_DATASET_
-- Start --

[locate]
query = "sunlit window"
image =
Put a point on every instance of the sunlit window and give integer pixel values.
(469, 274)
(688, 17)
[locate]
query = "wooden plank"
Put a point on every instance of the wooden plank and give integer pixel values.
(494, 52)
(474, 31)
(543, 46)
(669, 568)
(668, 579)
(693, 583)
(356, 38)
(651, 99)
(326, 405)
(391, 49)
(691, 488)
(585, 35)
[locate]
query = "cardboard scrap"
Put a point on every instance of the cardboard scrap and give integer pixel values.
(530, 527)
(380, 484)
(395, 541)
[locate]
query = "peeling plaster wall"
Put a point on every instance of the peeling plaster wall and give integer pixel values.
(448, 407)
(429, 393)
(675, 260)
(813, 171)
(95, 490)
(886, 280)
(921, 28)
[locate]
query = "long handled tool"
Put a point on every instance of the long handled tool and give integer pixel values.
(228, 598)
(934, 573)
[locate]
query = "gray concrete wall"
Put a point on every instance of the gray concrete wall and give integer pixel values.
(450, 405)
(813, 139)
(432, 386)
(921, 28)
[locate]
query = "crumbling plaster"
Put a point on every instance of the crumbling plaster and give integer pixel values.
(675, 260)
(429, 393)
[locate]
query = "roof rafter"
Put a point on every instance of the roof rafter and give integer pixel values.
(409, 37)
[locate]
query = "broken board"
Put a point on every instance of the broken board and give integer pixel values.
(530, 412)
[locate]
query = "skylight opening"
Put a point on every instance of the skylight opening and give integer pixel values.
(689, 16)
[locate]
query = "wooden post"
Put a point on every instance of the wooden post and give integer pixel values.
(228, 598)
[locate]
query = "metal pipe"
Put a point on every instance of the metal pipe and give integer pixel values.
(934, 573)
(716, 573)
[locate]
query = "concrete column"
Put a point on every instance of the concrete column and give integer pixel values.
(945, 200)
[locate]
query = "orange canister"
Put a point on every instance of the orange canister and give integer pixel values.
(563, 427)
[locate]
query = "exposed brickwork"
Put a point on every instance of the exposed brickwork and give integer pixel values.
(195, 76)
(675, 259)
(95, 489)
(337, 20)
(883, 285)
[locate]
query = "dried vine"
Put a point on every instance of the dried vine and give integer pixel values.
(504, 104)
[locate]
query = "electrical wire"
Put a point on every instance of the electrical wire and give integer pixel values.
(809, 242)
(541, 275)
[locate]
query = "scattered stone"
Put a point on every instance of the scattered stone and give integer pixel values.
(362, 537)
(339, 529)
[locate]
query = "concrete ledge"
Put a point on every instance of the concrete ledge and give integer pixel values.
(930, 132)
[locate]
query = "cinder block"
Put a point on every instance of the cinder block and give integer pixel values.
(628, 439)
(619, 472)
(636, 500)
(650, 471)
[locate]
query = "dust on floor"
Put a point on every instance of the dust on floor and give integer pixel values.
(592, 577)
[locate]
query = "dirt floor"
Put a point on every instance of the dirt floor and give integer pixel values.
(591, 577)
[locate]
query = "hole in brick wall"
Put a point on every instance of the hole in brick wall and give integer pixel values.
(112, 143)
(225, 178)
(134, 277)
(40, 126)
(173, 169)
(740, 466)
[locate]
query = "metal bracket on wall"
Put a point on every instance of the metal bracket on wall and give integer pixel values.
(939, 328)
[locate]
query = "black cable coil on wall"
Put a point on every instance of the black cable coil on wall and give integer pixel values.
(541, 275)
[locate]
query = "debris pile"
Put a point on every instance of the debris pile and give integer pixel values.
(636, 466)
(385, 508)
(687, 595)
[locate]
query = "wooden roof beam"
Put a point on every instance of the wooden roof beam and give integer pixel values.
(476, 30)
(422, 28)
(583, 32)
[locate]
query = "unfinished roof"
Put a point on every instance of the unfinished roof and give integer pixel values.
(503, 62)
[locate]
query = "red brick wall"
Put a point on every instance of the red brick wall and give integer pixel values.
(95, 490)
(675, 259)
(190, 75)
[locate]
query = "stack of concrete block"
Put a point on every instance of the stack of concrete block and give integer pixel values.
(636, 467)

-- End --

_GIVEN REQUEST_
Give the entries again in full, exactly as they are written.

_WRITTEN RESPONSE_
[locate]
query = "sunlit window"
image =
Put a point on every instance of the sunlit window and give integer pixel values.
(469, 274)
(688, 17)
[locate]
query = "wooden plank"
Put a point on every instance of the wooden plank and give integer pixel values.
(494, 52)
(474, 31)
(543, 46)
(669, 568)
(668, 579)
(693, 583)
(356, 38)
(651, 99)
(326, 405)
(391, 49)
(691, 488)
(585, 35)
[locate]
query = "cardboard scrap"
Put a point on every instance of the cardboard scrap and give integer pixel values.
(530, 527)
(380, 484)
(395, 541)
[locate]
query = "peeling plaster wall"
Put a point on every instance of the peeling plaster wall and give integer pixel values.
(448, 407)
(429, 393)
(675, 260)
(813, 171)
(95, 490)
(886, 280)
(921, 28)
[locate]
query = "long handled tool"
Put a point on every instance of the long handled tool and give integer pixel values.
(228, 598)
(934, 573)
[locate]
query = "gray concrete wall"
Put a point on every instance of the gray concrete wall and give integer pixel values.
(450, 405)
(813, 139)
(432, 386)
(921, 28)
[locate]
query = "crumbling plaster"
Put a point on every instance of the crumbling plaster and give integer pixel values.
(675, 260)
(429, 393)
[locate]
query = "roof rafter"
Put a point on every instance of the roof rafter and give integer pixel values.
(409, 37)
[locate]
query = "broken board"
Put a point on every instance of the broken board and give integer pixel values.
(530, 412)
[locate]
query = "skylight opening"
Put a point on every instance of the skylight opening and give integer pixel values.
(689, 16)
[locate]
query = "wooden post"
Put a point on every instance of the wooden post and give integer pixel values.
(228, 598)
[locate]
query = "metal pipe"
Put a point on every instance of the metal pipe and give integer pixel values.
(934, 573)
(716, 573)
[locate]
query = "concrete column"
Put a point on every instance of the concrete column and give integer pixel values.
(945, 200)
[locate]
query = "orange canister"
Put a point on every instance of the orange canister and give integer pixel values.
(563, 427)
[locate]
query = "exposed brickwork"
Put a point on every instance of the exposed brickwork and give integer pixel values.
(195, 76)
(675, 259)
(95, 489)
(337, 20)
(883, 285)
[locate]
query = "dried vine"
Put a point on every instance of the dried vine and give integer pixel values.
(504, 104)
[locate]
query = "electrical wire"
Put a point on every instance of the electrical wire and give integer pixel values.
(809, 242)
(541, 275)
[locate]
query = "scattered stone"
Put a point on every instance of the scattered stone and give integer pixel values.
(362, 537)
(339, 529)
[locate]
query = "concrete ledge"
Put a point on every instance of the concrete ledge and give integer pixel values.
(930, 132)
[locate]
query = "cinder block"
Put a point on every instance of the cinder block and give integer pixel values.
(628, 439)
(619, 472)
(636, 500)
(650, 471)
[locate]
query = "dust on floor"
Put a point on every instance of the dust on floor and give integer pixel values.
(592, 577)
[locate]
query = "dirt floor"
Put a point on every instance of the dirt floor and give integer pixel values.
(591, 577)
[locate]
query = "hole in brick wall"
Put a point on every instance of the hole in brick wall and give integer pixel values.
(112, 143)
(225, 178)
(134, 277)
(40, 126)
(173, 169)
(740, 466)
[locate]
query = "metal bracket on wall"
Put a point on every instance of the metal bracket on wall and give integer pixel values.
(939, 328)
[locate]
query = "black cable coil on wall"
Put a point on every instance of the black cable coil on wall and give integer pixel values.
(541, 275)
[locate]
query = "debris pile"
Put a point on every instance of the debris pile and give integer pixel values.
(636, 466)
(385, 508)
(687, 595)
[locate]
query = "wooden roof beam"
Put a point on every instance of the wooden roof beam and give integer pixel values.
(476, 30)
(422, 28)
(583, 32)
[locate]
query = "unfinished roof"
Put a point on every instance of the unfinished roof and give integer pixel values.
(503, 62)
[locate]
query = "red brick wall"
Put a point on every instance of the red brick wall and give integer pixel values.
(95, 490)
(675, 259)
(190, 75)
[locate]
query = "stack of concrete block"
Put a point on every instance of the stack of concrete block and give integer pixel values.
(636, 467)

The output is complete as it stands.